• _Esercizi proposti_
a) Riscrivi la parte dell'articolo sul metodo Comolli che comincia con "La patologia dell’insoddisfazione" e termina con "a giorni alterni.". Sostituisci "scudetti" con "campionati".
b) Rispondi alle domande sull'articolo sul metodo Comolli.
(i) In quale club è appena arrivato Damien Comolli?
(ii) Quanti scudetti consecutivi cita l'articolo?
(iii) In quale periodo affonda le radici la patologia dell'insoddisfazione juventina?
c) Prosegui l'articolo sul metodo Comolli, partendo dopo la sua ultima frase.

• _Brano citato_
⁂

RIVOLUZIONE STEP BY STEP: IL METODO COMOLLI DIVIDE LA TIFOSERIA

 


Di Filippo Vagli

Damien Comolli è appena arrivato alla Juventus e, come molti manager prima di lui, si trova subito al centro di critiche, spesso fuori luogo. Ogni scelta, ogni mancato annuncio, persino ogni voce di mercato, viene immediatamente sottoposta a un fuoco di fila di giudizi preventivi. Non importa che le difficoltà del club siano oggi ampiamente riconosciute, sia a livello sportivo che finanziario: nella realtà bianconera, la polemica pretestuosa sembra essere diventata parte integrante del DNA del tifoso juventino

Radici di un malessere

La patologia dell’insoddisfazione juventina affonda le proprie radici nell’ultimo decennio. I nove scudetti consecutivi hanno drogato e ridisegnato la percezione della vittoria, trasformando il successo in abitudine e quasi in diritto acquisito. Quella che dovrebbe essere la normale alternanza dei cicli sportivi viene vista come uno scandalo, ogni passo falso come un fallimento irrimediabile. Questa trasformazione è stata alimentata non solo dai risultati sportivi, ma anche da una narrazione che mette lo spettacolo davanti al risultato: si osanna chi gioca bene e si critica chi vince “senza convinzione”, salvo poi cambiare opinione al primo trofeo vinto dal “teorico dello spettacolo”. Basti vedere il rapido cambio di giudizio pubblico tra Chelsea, PSG e allenatori celebrati a giorni alterni.

⁂

• _Dati forniti_
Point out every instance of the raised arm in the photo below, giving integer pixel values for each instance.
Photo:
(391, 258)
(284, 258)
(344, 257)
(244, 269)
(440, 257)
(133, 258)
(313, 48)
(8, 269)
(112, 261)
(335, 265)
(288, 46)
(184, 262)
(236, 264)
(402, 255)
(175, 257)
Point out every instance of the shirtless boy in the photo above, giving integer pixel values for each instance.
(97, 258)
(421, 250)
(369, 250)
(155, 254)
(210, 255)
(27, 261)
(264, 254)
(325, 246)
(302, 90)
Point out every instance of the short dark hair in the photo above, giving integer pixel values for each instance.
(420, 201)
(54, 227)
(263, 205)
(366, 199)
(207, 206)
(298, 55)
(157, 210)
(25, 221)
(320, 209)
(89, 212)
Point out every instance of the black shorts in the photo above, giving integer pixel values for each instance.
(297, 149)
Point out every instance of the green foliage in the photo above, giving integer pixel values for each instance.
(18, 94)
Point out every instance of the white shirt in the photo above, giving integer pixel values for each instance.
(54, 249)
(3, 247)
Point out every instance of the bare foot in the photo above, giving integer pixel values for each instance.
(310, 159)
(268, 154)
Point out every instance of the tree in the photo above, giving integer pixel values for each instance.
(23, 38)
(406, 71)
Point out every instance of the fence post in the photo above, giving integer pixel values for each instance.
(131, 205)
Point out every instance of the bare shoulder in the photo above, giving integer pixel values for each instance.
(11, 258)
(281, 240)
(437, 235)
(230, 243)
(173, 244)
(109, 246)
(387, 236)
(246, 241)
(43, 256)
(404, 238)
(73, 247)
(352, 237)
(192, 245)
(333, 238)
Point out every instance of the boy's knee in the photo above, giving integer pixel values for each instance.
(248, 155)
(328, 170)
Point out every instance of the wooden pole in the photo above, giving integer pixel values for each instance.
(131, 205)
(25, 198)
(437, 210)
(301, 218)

⁂

• _Le tue risposte_
a)
La patologia dell’insoddisfazione juventina affonda le proprie radici nell’ultimo decennio. I nove campionati consecutivi hanno drogato e ridisegnato la percezione della vittoria, trasformando il successo in abitudine e quasi in diritto acquisito. Quella che dovrebbe essere la normale alternanza dei cicli sportivi viene vista come uno scandalo, ogni passo falso come un fallimento irrimediabile. Questa trasformazione è stata alimentata non solo dai risultati sportivi, ma anche da una narrazione che mette lo spettacolo davanti al risultato: si osanna chi gioca bene e si critica chi vince “senza convinzione”, salvo poi cambiare opinione al primo trofeo vinto dal “teorico dello spettacolo”. Basti vedere il rapido cambio di giudizio pubblico tra Chelsea, PSG e allenatori celebrati a giorni alterni.

b)
(i) Alla Juventus.
(ii) Nove.
(iii) Nell'ultimo decennio.

c)
Tra eredità e nuovo inizio

Certo, di errori all Continassa ne sono stati compiuti tanti. Negli ultimi quattro anni, la Juventus ha voltato pagina rispetto al ciclo dei trofei: il club è reduce da stagioni altalenanti, tentativi di rifondazione e rivoluzioni tecniche non sempre riuscite. L’anno scorso, la delusione per una “nuova Juve” fallita a marzo dopo 16 nuovi acquisti e una nuova guida tecnica ha lasciato il segno. Ma nello stesso tempo la storia insegna che nessun club può mantenere uno standard di vittorie costante, nemmeno quelli più blasonati d’Europa come Bayern e PSG. Per i tifosi però, la percezione della realtà si è deformata: in pochi ricordano l’attesa lunga oltre un decennio tra l’epoca di Trapattoni e quella di Lippi, mentre molti finiscono per snobbare e sminuire successi che, in altri contesti, avrebbero scritto la storia.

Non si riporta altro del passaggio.